▶ _SUPPLIED PASSAGE_
He has been internationally known as the leader in reforming traditional Chinese figure paintings since the 1930s, even before Xu Beihong (1895-1953) and Jiang Zhaohe (1904-86).

 

But he was almost forgotten in Chinese art circles until recently. The grace of Fang Rending (also known as Fang Kending, 1901-75), has finally recovered its place in modern art history with a review exhibition of his works at the National Art Museum of China in Beijing.

 

The exhibition runs until next Monday, and is co-hosted by the museum, the China Artists' Association, the Chinese Painting Research Institute, Guangdong Artists' Association and Guangdong Academy of Art.

 

The exhibition features 50 ink paintings, watercolors and calligraphy works by the artist, which have been kept by his family.

 

His works, created in the 1930s and 1940s, dazzle the visitors with the amazing beauty of women portrayed in Chinese figure paintings, influenced by Japanese Ukiyo paintings and Western art.

 

"I cannot help standing before his painting 'Walking in the Snow' and speculating on the mysteries of the delicate skin, the white shawl, the black velvet dress, the black silk stockings and the red leather shoes," said Pan Jiajun, an established artist and vice-chairman of the Guangdong Artists' Association.

 

"Fang was founder of the new Chinese figure paintings, and the most famous artist of the second generation of Lingnan school artists before 1949," said Lang Shaojun, a renowned researcher with the Chinese Academy of Art.

 

The Lingnan school, based in South China's Guangdong Province, was among the three major schools in the tide of reforming Chinese paintings at the beginning of the 20th century, the other two being the Beijing-Tianjin school and the Shanghai school.

 

A 1925 graduate of a prestigious law school founded by Dr Sun Yat-sen (1866-1925) in Guangdong, Fang refused a safe and prestigious career in the Supreme Court then and turned to art studies in the Chunshui Academy directed by the artist Gao Jianfu (1879-1951).

 

Gao, who participated in the legendary assassinations of high-ranking army officers in the Qing Dynasty (1644-1911), co-founded the Lingnan school to add vitality and strength to traditional Chinese paintings that had stressed a lofty attitude toward worldly affairs since the Song Dynasty (960-1279) and evolved into a rigid formula in the late Qing Dynasty.

 

In Gao's academy Fang learned flower-and-bird paintings and won a national and later a Belgian art award with such a painting in 1928.

 

Besides being an artist he was the "spokesman" for Chinese painting reformists, as he had an influential year-long debate on newspapers in 1926 with Huang Banruo, a young artist speaking on behalf of conservative Chinese painters.

 

While Gao expected Fang to inherit his style, the latter decided not to confine himself to a certain school. From 1929 to 1935 Fang studied art in an art school which is today's Tokyo University of Arts in Tokyo.

 

He was the only one of the second generation of Lingnan school artists who had received professional training overseas.

▶ _ACTIONS TO TAKE_
1. Could you retype the article on Fang Rending between "A 1925 graduate" and "Gao Jianfu (1879-1951).", inclusive?
2. Can you write what follows the final sentence of the Fang Rending article?

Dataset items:
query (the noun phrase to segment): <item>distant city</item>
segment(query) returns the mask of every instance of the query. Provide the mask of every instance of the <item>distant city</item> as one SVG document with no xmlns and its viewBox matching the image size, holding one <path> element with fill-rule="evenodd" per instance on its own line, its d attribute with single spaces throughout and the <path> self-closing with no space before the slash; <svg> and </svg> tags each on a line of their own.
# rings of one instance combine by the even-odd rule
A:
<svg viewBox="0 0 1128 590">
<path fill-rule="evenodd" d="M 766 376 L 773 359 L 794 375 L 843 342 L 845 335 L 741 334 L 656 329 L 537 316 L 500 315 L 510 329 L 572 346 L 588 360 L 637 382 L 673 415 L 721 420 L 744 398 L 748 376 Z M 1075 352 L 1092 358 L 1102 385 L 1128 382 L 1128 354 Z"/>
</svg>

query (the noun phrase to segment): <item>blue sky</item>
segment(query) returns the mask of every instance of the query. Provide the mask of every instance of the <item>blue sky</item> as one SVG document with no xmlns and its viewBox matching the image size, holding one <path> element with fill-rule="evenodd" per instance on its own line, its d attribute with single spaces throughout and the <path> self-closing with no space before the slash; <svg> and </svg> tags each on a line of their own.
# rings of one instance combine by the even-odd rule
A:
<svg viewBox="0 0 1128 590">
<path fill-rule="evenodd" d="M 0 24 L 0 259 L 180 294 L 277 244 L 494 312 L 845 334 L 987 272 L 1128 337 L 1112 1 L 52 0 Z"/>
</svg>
==
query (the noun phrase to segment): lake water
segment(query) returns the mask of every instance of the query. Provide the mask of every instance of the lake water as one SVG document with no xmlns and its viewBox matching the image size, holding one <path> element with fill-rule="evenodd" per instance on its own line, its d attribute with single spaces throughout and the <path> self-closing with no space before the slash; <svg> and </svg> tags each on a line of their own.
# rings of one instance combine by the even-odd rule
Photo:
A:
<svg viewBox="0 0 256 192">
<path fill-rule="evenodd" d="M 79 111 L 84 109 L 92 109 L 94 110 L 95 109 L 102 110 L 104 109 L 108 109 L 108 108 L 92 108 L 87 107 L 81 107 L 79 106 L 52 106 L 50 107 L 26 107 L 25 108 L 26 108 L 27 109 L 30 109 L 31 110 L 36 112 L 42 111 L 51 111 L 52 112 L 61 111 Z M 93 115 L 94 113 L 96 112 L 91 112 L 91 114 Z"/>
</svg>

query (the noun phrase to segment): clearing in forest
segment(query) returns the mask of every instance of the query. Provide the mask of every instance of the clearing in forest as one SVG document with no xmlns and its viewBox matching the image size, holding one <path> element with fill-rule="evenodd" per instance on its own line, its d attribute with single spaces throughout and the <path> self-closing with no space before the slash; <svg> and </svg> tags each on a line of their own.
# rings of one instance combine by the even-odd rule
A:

▶ _TASK-BY-TASK ANSWERS_
1.
A 1925 graduate of a prestigious law school founded by Dr Sun Yat-sen (1866-1925) in Guangdong, Fang refused a safe and prestigious career in the Supreme Court then and turned to art studies in the Chunshui Academy directed by the artist Gao Jianfu (1879-1951).

2.
 

Affected by the flourishing Japanese art circle, Fang took note of the colors, fine brushwork, meticulous details and the dyeing skills.

 

In Japan he started to focus on figure painting, which he believed to better reflect the "spirits of the time."

 

He was violently against traditional figure paintings, which were often lined with ink to achieve a similarity to the spirit rather than the image of the portrayed.

 

Before the War of Resistance Against Japanese Aggression (1937-45) most of his figure paintings were portrays of young women.

 

In "Beside the Pond," a half-asleep nude holding a lotus bud ready to burst reclined in grasses beside a pond. The woman and lotus both floated in an erotic air.

 

With stimulative colors and Japanese decorative styles, a fresh, daring emotion overwhelmed each of Fang's paintings in the 1930s, said veteran art scholar Shu Shijun.

 

Influenced by the democratic revolutions, he also depicted the sufferings of common Chinese residents.

 

In "Post-war Sorrows," a woman carrying a baby on the back lingers by her torn-down house. Snow flakes filling the picture area convey a suffocating silence.

 

Since the 1930s Fang had made his name as his works were exhibited around the world and won important international art prizes in Europe and the United States.

 

When the war broke out Fang held an anti-Japanese art exhibition in Hong Kong in 1938. It was then that Fang met Huang for the first time, whom he debated with in 1926. The two hugged in the war-torn island and became lifelong friends.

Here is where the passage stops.